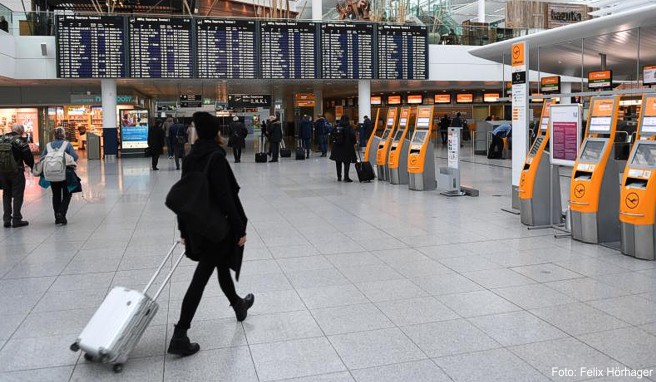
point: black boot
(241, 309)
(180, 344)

---

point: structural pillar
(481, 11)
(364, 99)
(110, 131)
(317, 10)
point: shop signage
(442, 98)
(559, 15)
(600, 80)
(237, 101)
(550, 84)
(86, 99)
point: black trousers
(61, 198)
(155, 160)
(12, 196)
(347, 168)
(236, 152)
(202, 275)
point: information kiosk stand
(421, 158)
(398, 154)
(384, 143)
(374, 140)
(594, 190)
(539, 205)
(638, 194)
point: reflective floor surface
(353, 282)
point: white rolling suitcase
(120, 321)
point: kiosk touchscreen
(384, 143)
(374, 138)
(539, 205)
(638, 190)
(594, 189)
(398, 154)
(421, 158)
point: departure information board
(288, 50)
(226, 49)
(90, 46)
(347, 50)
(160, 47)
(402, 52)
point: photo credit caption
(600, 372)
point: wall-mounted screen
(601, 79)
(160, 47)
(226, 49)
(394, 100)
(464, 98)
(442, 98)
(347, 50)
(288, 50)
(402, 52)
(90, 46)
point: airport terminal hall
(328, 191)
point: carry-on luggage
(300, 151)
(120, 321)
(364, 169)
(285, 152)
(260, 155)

[GOAL]
Return every row above that contains the string "black", matching case exactly.

[THE OUTPUT]
point: black boot
point: black trousers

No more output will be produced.